* **Description of the task**:
Show every line of the records that contains the string "bird". Matching is case-sensitive.

Records from a collection:
-------
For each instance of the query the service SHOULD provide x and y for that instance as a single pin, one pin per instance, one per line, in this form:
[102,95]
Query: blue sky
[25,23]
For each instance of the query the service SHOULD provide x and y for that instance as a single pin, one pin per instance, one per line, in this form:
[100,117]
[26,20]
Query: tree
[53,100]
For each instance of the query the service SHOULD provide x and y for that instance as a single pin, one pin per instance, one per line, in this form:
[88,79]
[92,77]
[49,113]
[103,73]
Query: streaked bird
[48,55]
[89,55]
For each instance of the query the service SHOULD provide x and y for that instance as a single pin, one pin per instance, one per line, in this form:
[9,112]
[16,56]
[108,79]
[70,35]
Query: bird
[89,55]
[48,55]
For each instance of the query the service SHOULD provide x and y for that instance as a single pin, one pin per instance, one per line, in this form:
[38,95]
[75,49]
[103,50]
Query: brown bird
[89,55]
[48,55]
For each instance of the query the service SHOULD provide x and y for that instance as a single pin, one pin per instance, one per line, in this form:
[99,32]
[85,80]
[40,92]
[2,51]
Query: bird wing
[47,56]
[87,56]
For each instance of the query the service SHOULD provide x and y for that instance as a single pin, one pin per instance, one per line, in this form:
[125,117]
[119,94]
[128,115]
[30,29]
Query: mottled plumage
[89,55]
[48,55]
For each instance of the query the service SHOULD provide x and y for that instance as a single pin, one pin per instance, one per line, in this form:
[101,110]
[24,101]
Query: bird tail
-------
* **In response**:
Query: streaked bird
Query: bird
Query: brown bird
Query: bird wing
Query: bird tail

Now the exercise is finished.